• **WHAT IS NEEDED**
Stop after the line that contains "Where can the yellow"; until then, restate each line of the entries word for word from the very first.

• **DATA UNDER STUDY**
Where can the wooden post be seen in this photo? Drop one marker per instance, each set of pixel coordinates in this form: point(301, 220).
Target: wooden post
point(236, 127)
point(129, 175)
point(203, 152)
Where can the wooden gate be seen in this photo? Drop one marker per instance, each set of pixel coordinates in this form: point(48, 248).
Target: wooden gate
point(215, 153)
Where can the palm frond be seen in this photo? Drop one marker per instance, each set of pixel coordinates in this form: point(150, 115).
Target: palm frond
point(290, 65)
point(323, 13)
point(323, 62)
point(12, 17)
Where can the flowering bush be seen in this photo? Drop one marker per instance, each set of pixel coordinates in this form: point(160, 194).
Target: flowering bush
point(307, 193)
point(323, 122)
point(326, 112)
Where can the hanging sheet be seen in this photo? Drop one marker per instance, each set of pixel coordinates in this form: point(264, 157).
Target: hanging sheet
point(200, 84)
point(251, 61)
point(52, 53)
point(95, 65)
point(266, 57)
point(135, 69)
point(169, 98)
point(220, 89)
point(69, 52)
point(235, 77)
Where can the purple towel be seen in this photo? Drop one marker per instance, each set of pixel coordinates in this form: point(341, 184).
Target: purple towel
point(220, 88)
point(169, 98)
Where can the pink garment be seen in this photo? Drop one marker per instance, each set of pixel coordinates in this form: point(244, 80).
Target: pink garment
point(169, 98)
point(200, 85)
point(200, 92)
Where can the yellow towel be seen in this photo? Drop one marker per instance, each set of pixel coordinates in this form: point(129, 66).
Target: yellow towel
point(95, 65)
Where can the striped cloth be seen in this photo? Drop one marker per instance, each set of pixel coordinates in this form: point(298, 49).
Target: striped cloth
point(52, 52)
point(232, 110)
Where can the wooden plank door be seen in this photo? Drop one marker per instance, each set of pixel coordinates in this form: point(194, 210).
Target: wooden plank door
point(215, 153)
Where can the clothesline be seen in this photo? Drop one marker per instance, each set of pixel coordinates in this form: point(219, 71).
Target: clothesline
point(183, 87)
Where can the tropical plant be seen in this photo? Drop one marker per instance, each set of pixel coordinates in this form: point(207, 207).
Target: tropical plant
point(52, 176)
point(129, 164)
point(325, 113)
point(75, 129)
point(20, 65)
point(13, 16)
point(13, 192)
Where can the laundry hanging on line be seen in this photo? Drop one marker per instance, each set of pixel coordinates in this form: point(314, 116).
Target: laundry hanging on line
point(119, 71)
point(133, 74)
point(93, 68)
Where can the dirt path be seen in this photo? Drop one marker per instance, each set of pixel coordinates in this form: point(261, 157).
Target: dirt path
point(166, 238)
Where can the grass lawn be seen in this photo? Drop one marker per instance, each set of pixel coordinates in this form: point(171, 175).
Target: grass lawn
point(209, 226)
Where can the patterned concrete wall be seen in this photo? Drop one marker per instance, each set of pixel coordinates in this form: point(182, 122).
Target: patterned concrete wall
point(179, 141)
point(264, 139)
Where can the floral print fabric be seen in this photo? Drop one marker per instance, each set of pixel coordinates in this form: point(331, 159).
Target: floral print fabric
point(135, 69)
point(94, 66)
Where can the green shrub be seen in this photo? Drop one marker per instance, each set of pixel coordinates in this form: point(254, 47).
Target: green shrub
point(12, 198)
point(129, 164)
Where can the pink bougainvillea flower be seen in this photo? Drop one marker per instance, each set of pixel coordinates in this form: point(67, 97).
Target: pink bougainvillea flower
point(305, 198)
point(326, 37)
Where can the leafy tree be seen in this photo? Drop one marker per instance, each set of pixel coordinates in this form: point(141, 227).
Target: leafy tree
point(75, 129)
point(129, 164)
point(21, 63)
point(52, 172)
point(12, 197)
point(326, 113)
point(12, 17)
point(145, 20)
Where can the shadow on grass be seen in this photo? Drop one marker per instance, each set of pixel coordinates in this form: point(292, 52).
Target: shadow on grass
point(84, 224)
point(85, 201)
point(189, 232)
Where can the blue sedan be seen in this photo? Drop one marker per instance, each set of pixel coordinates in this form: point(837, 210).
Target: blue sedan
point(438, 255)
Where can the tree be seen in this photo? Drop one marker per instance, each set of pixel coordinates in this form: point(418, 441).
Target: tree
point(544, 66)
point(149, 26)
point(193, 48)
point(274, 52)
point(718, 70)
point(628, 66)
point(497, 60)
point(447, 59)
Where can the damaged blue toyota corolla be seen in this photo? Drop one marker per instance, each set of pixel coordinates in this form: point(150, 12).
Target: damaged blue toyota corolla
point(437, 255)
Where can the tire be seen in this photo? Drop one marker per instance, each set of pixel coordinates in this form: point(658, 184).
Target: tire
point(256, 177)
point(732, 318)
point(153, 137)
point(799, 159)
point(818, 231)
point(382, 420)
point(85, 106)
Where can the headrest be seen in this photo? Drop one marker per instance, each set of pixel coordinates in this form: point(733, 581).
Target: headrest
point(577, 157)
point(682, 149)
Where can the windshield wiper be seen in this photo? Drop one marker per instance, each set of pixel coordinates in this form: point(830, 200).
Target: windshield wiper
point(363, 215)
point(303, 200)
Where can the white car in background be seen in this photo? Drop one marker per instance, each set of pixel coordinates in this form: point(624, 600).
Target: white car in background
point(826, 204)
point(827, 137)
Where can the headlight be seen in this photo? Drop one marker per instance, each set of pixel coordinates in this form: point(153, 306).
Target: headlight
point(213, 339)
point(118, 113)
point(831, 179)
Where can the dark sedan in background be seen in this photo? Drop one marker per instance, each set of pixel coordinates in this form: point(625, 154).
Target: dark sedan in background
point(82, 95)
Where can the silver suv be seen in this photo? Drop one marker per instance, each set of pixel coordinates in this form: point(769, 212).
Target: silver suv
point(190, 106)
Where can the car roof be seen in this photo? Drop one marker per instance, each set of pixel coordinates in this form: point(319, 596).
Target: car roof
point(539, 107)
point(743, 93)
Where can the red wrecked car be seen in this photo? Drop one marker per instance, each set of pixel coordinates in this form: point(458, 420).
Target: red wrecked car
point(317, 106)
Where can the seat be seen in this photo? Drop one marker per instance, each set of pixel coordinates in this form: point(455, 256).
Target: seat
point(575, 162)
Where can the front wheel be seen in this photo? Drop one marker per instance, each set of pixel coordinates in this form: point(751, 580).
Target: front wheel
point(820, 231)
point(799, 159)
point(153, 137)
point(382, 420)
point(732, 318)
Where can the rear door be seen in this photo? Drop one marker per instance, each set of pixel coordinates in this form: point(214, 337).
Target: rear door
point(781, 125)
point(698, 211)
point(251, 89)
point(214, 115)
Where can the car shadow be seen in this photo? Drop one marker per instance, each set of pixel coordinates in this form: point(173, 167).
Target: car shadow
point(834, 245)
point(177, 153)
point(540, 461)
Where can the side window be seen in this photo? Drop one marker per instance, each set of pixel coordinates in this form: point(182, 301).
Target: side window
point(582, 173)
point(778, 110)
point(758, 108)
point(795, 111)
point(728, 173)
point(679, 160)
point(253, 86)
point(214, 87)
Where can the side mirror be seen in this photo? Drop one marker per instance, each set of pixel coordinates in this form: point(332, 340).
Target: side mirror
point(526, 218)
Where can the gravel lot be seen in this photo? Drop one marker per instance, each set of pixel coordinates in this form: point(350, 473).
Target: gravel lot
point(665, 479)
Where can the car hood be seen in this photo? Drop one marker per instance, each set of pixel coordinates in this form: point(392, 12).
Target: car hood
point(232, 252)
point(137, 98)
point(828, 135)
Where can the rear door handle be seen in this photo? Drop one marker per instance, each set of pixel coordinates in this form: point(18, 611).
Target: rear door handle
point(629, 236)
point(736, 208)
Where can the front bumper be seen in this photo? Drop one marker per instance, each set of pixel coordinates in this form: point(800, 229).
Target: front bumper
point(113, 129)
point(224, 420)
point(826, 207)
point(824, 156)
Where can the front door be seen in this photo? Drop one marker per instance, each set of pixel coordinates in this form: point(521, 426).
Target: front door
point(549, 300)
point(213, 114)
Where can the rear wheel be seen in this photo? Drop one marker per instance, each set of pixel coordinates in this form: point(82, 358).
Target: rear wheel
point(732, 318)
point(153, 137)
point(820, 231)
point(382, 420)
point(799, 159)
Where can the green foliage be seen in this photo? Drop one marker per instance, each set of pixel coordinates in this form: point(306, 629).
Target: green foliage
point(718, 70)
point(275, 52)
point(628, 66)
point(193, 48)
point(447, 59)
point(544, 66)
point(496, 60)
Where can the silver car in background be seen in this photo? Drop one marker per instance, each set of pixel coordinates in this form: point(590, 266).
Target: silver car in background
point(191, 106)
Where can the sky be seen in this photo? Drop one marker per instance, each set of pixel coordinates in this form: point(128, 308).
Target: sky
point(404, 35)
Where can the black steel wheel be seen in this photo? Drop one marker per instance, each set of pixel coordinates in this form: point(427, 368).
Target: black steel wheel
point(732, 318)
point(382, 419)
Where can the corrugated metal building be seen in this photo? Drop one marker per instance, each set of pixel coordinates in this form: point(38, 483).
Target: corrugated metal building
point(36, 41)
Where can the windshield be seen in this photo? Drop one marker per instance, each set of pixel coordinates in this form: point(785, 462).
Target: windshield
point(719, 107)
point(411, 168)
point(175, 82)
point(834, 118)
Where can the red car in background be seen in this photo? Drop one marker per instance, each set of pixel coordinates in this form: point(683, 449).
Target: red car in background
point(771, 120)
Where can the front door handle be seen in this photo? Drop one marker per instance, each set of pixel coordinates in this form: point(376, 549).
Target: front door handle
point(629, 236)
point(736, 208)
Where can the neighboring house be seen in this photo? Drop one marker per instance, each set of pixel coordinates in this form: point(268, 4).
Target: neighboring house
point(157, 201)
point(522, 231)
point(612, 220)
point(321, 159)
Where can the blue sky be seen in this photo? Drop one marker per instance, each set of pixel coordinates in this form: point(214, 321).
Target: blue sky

• **WRITTEN SOLUTION**
Where can the wooden post be seen in this photo? Drop one marker per instance, each set of pixel coordinates in this form: point(301, 220).
Target: wooden post
point(236, 127)
point(129, 175)
point(203, 152)
Where can the wooden gate be seen in this photo? Drop one marker per instance, each set of pixel coordinates in this form: point(48, 248).
Target: wooden gate
point(215, 153)
Where can the palm frond be seen in this photo? Drop one marker per instance, each set of pixel coordinates in this form: point(150, 115).
Target: palm frond
point(290, 65)
point(323, 13)
point(323, 62)
point(12, 17)
Where can the flowering bush be seen in this photo? Drop one marker per instance, each set of pixel coordinates in this form: point(160, 194).
Target: flowering bush
point(307, 193)
point(323, 122)
point(326, 112)
Where can the hanging sheet be seen in this photo? Drop one marker per instance, each set of pixel coordinates in this form: point(264, 157).
Target: hanging sheet
point(200, 84)
point(251, 61)
point(52, 53)
point(95, 65)
point(266, 57)
point(135, 69)
point(169, 98)
point(220, 89)
point(69, 52)
point(235, 77)
Where can the purple towel be seen in this photo? Drop one marker per instance, each set of pixel coordinates in this form: point(341, 184).
Target: purple towel
point(220, 88)
point(169, 98)
Where can the pink garment be seen in this photo? Drop one marker per instance, each set of pixel coordinates in this form: point(244, 80).
Target: pink garment
point(169, 98)
point(200, 85)
point(200, 92)
Where can the yellow towel be seen in this photo? Drop one marker per instance, each set of pixel coordinates in this form: point(129, 66).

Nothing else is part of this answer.